═════ Vorliegender Text ═════

Verdrängung verhindern – aber wie?

von Kristina Auer 24. Oktober 2017

Die Gentrifizierung aufhalten wollen so gut wie alle Politiker. Warum es bisher noch niemand geschafft hat – und was trotzdem helfen könnte.


„Mir ist jede einzelne Wohnung, wo wir Mieter schützen können, lieber, als dass wir alles frei geben.“ So drückte es Pankows Stadtentwicklungsstadtrat Vollrad Kuhn (Grüne) unlängst aus. Der Bezirk hat gerade die Prenzlauer Berger Milieuschutzgebiete Bötzowstraße und Humannplatz erweitert und drei neue für Pankow beschlossen. Was der Satz deutlich macht: Das Thema Gentrifizierung eignet sich für Politiker exzellent zur Selbstdarstellung als unerbittliche Anti-Gentrifizierungs-Kämpfer.

═════ Extrahierte Daten ═════

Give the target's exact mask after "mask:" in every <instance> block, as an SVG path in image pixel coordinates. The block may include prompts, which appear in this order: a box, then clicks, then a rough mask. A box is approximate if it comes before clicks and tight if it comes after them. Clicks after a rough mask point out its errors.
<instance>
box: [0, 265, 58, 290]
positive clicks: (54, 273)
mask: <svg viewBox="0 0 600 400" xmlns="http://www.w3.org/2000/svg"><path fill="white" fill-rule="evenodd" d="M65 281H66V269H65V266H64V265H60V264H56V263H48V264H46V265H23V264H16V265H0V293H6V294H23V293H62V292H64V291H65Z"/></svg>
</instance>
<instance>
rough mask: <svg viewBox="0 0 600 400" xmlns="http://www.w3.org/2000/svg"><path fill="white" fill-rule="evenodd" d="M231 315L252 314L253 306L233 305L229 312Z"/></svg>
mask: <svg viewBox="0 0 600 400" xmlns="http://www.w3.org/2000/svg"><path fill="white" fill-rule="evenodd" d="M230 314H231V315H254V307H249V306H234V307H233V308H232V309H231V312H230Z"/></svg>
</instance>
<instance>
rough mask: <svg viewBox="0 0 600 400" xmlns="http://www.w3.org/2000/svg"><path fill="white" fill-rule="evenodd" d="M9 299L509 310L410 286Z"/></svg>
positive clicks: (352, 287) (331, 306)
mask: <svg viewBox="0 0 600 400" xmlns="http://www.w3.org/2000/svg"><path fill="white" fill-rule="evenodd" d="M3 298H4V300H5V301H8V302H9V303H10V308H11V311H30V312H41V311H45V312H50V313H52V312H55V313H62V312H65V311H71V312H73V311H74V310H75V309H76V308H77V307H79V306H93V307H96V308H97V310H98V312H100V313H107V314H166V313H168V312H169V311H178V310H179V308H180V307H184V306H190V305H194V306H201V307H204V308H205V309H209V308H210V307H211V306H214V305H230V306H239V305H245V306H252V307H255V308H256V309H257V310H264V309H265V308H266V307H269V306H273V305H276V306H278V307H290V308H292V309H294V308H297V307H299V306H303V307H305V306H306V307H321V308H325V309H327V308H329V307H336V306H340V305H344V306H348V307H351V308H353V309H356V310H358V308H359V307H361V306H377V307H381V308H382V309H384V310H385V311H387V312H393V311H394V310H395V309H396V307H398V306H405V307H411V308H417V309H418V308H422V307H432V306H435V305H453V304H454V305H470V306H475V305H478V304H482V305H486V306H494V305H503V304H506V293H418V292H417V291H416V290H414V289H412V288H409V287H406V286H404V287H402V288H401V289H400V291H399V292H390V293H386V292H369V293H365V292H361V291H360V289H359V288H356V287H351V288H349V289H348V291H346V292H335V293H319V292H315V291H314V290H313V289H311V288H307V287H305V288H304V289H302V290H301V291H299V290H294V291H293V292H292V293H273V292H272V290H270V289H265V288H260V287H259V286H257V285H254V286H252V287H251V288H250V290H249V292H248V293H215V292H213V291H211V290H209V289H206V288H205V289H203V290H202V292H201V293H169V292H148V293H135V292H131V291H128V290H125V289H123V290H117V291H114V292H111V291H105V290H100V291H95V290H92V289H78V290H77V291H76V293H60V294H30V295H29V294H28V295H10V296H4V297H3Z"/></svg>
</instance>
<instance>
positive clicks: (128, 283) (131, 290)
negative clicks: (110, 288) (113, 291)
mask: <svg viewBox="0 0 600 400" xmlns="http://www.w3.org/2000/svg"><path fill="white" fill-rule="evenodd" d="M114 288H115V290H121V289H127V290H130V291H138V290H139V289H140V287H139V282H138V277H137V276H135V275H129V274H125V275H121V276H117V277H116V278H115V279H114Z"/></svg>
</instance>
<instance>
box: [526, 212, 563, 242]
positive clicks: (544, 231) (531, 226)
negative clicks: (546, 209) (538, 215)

═════
═════ Extrahierte Daten ═════

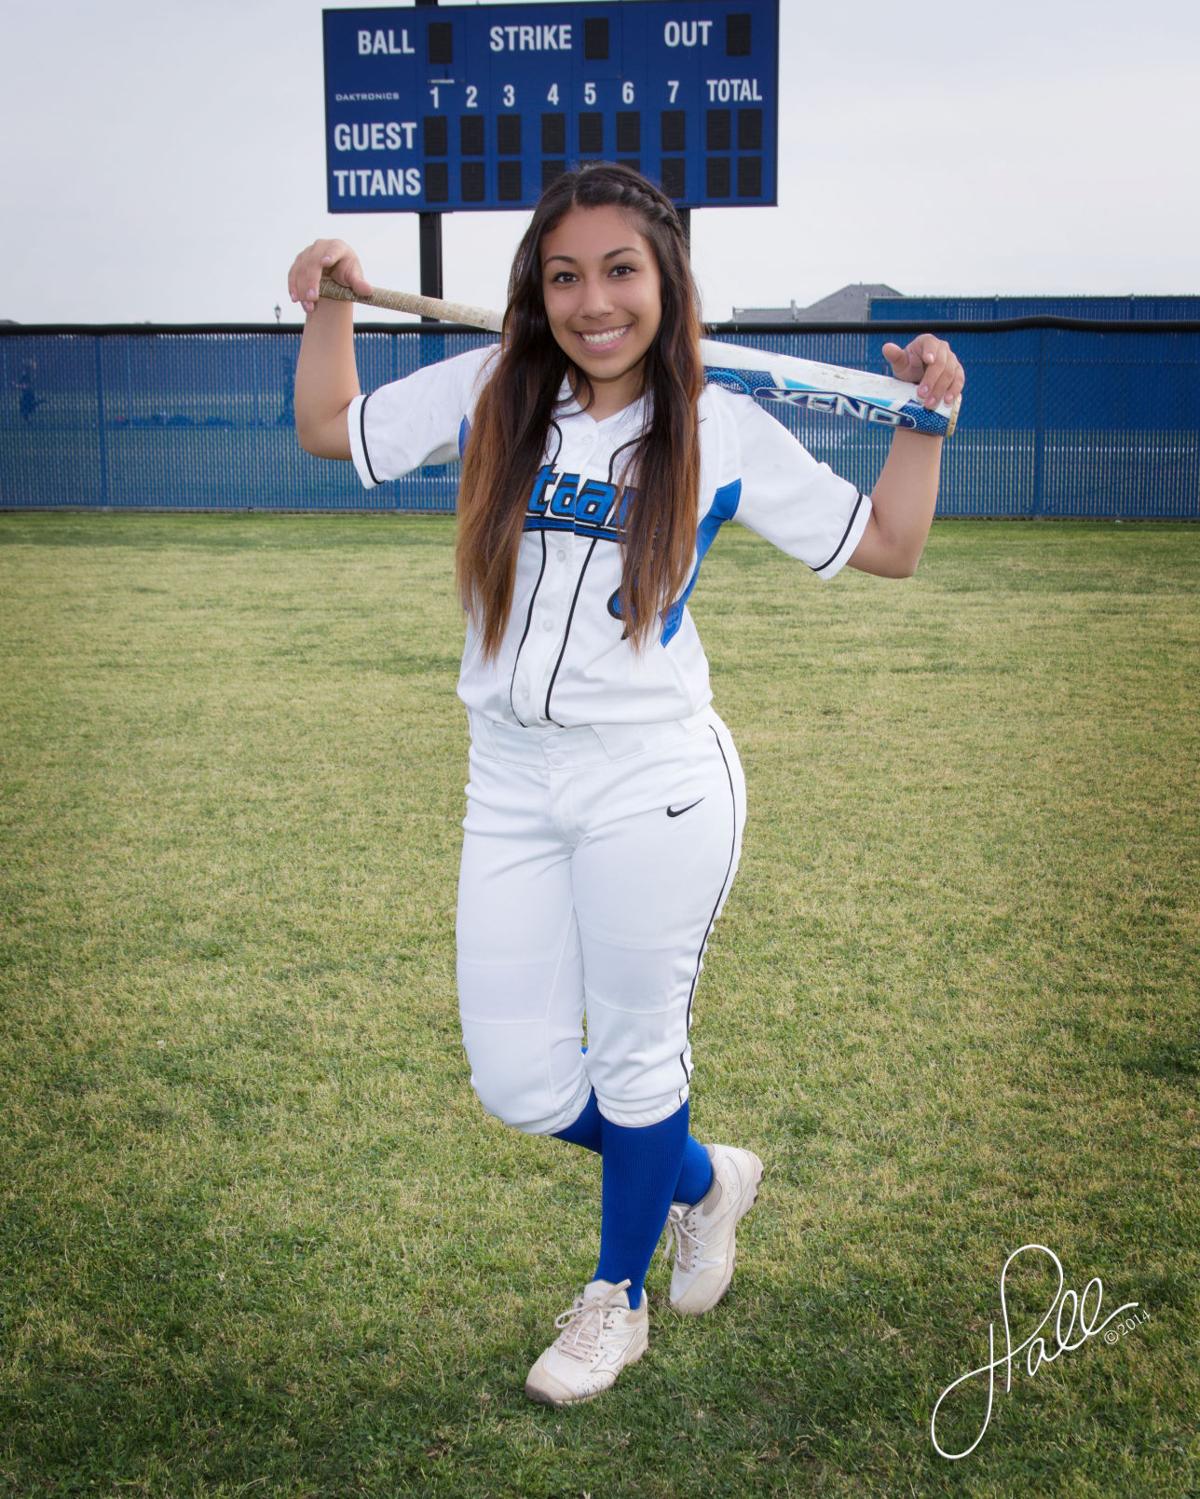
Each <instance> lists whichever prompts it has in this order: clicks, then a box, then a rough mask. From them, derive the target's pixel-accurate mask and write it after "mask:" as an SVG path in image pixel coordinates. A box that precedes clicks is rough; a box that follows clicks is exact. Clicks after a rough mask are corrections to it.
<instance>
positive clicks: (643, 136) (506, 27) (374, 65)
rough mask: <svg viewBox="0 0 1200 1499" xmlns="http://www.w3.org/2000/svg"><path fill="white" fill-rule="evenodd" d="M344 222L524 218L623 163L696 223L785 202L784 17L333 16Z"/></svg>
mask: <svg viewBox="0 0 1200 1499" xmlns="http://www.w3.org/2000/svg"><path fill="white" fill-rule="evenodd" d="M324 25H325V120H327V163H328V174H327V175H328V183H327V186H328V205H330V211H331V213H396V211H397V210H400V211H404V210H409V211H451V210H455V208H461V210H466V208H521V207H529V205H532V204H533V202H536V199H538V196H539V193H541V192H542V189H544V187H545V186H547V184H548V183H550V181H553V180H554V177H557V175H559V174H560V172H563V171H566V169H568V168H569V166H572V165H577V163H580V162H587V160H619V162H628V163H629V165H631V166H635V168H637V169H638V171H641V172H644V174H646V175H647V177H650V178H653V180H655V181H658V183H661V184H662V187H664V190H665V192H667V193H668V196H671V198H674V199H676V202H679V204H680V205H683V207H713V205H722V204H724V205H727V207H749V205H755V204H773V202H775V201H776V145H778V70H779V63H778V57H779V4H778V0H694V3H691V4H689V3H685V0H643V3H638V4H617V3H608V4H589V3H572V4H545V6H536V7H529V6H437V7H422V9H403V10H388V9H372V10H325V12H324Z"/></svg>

═════
═════ Extrahierte Daten ═════

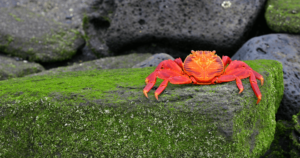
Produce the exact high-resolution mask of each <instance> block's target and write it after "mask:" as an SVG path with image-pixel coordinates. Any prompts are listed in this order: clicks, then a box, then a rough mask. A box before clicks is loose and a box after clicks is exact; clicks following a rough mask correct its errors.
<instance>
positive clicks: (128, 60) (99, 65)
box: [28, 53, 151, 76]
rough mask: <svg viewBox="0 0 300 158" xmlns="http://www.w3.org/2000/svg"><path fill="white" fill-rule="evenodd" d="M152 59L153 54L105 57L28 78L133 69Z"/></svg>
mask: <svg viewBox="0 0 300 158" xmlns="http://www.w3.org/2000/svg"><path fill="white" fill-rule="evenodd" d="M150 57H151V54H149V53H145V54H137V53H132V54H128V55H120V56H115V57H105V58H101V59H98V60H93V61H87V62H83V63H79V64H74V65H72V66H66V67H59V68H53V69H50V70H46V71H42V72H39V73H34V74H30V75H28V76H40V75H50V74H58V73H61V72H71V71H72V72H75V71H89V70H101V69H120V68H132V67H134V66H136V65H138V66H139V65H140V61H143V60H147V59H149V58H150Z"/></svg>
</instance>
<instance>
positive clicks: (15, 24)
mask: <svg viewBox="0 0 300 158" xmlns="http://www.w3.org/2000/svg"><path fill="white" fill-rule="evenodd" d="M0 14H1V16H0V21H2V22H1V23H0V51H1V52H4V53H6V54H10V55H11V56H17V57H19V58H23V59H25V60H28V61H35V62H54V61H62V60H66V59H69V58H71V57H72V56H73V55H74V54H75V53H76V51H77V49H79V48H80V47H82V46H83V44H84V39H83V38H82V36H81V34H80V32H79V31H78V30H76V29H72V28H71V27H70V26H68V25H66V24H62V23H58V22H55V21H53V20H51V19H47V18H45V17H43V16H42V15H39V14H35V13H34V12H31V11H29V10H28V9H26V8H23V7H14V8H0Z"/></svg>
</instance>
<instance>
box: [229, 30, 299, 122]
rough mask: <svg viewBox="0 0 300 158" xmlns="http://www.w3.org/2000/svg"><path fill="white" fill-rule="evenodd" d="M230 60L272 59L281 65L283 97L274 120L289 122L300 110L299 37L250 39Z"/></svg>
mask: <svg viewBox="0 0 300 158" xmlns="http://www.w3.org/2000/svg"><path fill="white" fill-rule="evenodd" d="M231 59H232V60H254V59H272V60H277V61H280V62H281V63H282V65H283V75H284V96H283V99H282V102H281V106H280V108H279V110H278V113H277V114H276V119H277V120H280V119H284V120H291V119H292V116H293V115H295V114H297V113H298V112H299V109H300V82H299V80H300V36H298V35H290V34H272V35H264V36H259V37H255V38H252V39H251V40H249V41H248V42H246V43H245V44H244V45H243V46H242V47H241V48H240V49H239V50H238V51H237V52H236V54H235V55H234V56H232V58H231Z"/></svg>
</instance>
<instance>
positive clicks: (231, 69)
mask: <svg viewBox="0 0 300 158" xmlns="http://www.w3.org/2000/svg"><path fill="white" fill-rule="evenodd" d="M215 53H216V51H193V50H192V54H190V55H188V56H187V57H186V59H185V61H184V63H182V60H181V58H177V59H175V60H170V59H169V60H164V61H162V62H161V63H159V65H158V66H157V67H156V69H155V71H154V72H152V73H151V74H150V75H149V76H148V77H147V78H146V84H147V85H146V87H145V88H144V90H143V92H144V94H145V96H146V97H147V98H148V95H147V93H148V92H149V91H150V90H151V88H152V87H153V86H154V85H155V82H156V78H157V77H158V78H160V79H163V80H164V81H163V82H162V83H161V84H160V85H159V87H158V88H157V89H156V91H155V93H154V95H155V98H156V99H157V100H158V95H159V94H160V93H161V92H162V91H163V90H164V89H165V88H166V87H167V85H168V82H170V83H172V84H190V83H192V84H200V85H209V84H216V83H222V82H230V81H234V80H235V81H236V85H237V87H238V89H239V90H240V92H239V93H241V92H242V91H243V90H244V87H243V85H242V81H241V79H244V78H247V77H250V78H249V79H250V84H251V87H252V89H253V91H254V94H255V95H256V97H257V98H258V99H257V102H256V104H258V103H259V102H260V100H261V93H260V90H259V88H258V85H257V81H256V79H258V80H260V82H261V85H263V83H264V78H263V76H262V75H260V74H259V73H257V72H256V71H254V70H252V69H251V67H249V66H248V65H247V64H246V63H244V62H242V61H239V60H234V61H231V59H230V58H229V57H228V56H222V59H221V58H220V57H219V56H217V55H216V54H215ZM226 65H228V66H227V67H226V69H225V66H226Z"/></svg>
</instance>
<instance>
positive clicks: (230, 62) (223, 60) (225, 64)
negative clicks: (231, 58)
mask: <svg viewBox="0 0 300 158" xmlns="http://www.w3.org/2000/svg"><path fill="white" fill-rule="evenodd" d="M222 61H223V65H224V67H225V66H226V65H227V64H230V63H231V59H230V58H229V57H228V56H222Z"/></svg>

═════

Arbeitsaufträge >>
**a)** Welche beiden Milieuschutzgebiete in Prenzlauer Berg hat der Bezirk laut dem Text über Verdrängung gerade erweitert?
**b)** Schreiben Sie aus dem Text über Verdrängung den Abschnitt wortgetreu nieder, der mit den Worten „Verdrängung verhindern –“ beginnt und mit „als unerbittliche Anti-Gentrifizierungs-Kämpfer.“ endet.

Lösungen in Reihenfolge >>
**a)** Die Milieuschutzgebiete Bötzowstraße und Humannplatz.

**b)**
Verdrängung verhindern – aber wie?

von Kristina Auer 24. Oktober 2017

Die Gentrifizierung aufhalten wollen so gut wie alle Politiker. Warum es bisher noch niemand geschafft hat – und was trotzdem helfen könnte.


„Mir ist jede einzelne Wohnung, wo wir Mieter schützen können, lieber, als dass wir alles frei geben.“ So drückte es Pankows Stadtentwicklungsstadtrat Vollrad Kuhn (Grüne) unlängst aus. Der Bezirk hat gerade die Prenzlauer Berger Milieuschutzgebiete Bötzowstraße und Humannplatz erweitert und drei neue für Pankow beschlossen. Was der Satz deutlich macht: Das Thema Gentrifizierung eignet sich für Politiker exzellent zur Selbstdarstellung als unerbittliche Anti-Gentrifizierungs-Kämpfer.